## Excerpted data
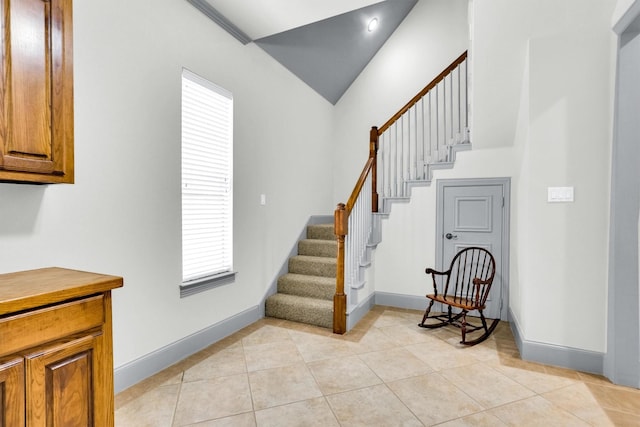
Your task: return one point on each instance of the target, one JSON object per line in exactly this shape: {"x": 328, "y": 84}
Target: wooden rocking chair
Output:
{"x": 466, "y": 287}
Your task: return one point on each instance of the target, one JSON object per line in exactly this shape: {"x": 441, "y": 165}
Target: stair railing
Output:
{"x": 420, "y": 134}
{"x": 424, "y": 131}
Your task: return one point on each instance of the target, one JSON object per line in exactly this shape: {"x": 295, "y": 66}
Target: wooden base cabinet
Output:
{"x": 56, "y": 363}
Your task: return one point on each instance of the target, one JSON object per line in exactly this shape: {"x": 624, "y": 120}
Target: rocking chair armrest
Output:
{"x": 478, "y": 281}
{"x": 432, "y": 271}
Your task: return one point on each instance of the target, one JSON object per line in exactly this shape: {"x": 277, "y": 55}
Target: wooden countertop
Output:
{"x": 24, "y": 290}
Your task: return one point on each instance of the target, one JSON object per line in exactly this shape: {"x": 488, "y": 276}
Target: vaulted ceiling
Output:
{"x": 326, "y": 43}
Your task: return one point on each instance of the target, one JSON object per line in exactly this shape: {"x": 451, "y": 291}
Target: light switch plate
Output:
{"x": 559, "y": 194}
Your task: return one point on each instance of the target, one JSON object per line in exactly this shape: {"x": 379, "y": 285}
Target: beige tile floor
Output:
{"x": 386, "y": 372}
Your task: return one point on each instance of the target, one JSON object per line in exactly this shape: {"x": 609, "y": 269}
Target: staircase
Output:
{"x": 305, "y": 293}
{"x": 325, "y": 282}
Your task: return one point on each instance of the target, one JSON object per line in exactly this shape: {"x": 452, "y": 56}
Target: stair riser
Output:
{"x": 324, "y": 248}
{"x": 321, "y": 232}
{"x": 299, "y": 313}
{"x": 312, "y": 268}
{"x": 306, "y": 289}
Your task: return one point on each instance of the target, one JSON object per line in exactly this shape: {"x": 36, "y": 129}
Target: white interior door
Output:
{"x": 473, "y": 213}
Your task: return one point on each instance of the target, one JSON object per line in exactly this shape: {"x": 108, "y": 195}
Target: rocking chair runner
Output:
{"x": 466, "y": 287}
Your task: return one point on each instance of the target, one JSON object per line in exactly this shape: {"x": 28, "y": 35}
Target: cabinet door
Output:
{"x": 36, "y": 124}
{"x": 61, "y": 382}
{"x": 12, "y": 392}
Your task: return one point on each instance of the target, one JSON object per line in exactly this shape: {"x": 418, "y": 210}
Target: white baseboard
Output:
{"x": 133, "y": 372}
{"x": 555, "y": 355}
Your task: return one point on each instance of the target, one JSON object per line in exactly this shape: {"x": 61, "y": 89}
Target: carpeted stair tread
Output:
{"x": 321, "y": 232}
{"x": 312, "y": 265}
{"x": 307, "y": 286}
{"x": 300, "y": 309}
{"x": 318, "y": 247}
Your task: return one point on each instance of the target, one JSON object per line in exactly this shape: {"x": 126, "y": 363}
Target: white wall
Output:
{"x": 122, "y": 216}
{"x": 542, "y": 77}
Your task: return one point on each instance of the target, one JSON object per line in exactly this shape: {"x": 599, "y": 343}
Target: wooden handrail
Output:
{"x": 423, "y": 92}
{"x": 361, "y": 180}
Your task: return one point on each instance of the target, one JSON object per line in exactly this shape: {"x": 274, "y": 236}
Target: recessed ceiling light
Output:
{"x": 372, "y": 24}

## Your goal
Copy every record above exactly, leaving out the pictures.

## Exercise solution
Your task: return one point on each instance of the target, one JSON object per line in exactly this shape: {"x": 328, "y": 84}
Target: wooden rocking chair
Output:
{"x": 466, "y": 287}
Your task: return one point on each instance of the target, one JSON object per line in exactly this shape: {"x": 441, "y": 165}
Target: stair railing
Output:
{"x": 420, "y": 134}
{"x": 424, "y": 131}
Your task: return one point on each instance of the target, one JSON object per line in exactly this shape: {"x": 295, "y": 66}
Target: wooden base cabinet
Output:
{"x": 56, "y": 363}
Your task: return one point on each instance of the target, one JSON object per line in exactly this shape: {"x": 624, "y": 120}
Target: rocking chair armrest
Output:
{"x": 478, "y": 281}
{"x": 432, "y": 271}
Your task: return one point on each instance of the target, one JSON object per line in exactly this shape: {"x": 277, "y": 55}
Target: wooden countertop
Output:
{"x": 24, "y": 290}
Your task: return one point on each instance of the target, one JSON object per line in exactly this shape: {"x": 488, "y": 276}
Target: vaulted ceiling
Output:
{"x": 326, "y": 43}
Your task: return one point on each instance of the target, one JSON object per line in exactly this shape: {"x": 451, "y": 291}
Target: light switch plate
Output:
{"x": 559, "y": 194}
Your task: return one point on each instance of the target, one JSON object per line in exactly this shape: {"x": 379, "y": 285}
Target: beige tile floor
Output:
{"x": 386, "y": 372}
Your task: return one point on each instance of the target, one JSON object per line in exactly this shape: {"x": 609, "y": 269}
Target: staircase
Output:
{"x": 305, "y": 293}
{"x": 325, "y": 282}
Your task: return one point on each instance of the target, one JSON object per line in exactly this shape: {"x": 452, "y": 56}
Target: stair riser
Output:
{"x": 324, "y": 248}
{"x": 321, "y": 232}
{"x": 299, "y": 313}
{"x": 312, "y": 268}
{"x": 306, "y": 289}
Your task: return one point on each instance of the target, one JSON object per line in exactly this shape: {"x": 36, "y": 129}
Target: white interior door
Output:
{"x": 473, "y": 213}
Your task: return one point on each instance of the target, one JSON object per line in exactly this shape: {"x": 108, "y": 195}
Target: rocking chair runner
Output:
{"x": 466, "y": 287}
Your task: return one point on each instance of the target, one JSON object per line in exactly this shape: {"x": 28, "y": 35}
Target: cabinet door
Output:
{"x": 36, "y": 124}
{"x": 61, "y": 382}
{"x": 12, "y": 392}
Your task: return one point on each instance of the target, one JSON object per line in exactly this shape: {"x": 418, "y": 210}
Target: white baseboard
Output:
{"x": 133, "y": 372}
{"x": 555, "y": 355}
Your task: return one point on each instance of the target, one JSON object per line in exactly this shape: {"x": 61, "y": 89}
Target: carpeted stair tread
Output:
{"x": 321, "y": 232}
{"x": 312, "y": 265}
{"x": 307, "y": 286}
{"x": 300, "y": 309}
{"x": 318, "y": 247}
Your task: return one point on each instance of the target, one JSON object per line in exactly this shape: {"x": 126, "y": 363}
Target: white wall
Output:
{"x": 122, "y": 216}
{"x": 542, "y": 77}
Your task: return one point on each instance of the target, one JSON object per line in exactly this shape: {"x": 599, "y": 343}
Target: wooden handrail
Output:
{"x": 423, "y": 92}
{"x": 361, "y": 180}
Your task: return one point on each instance of the target, one JSON object per line in exactly this shape: {"x": 274, "y": 236}
Target: recessed ceiling light
Output:
{"x": 372, "y": 24}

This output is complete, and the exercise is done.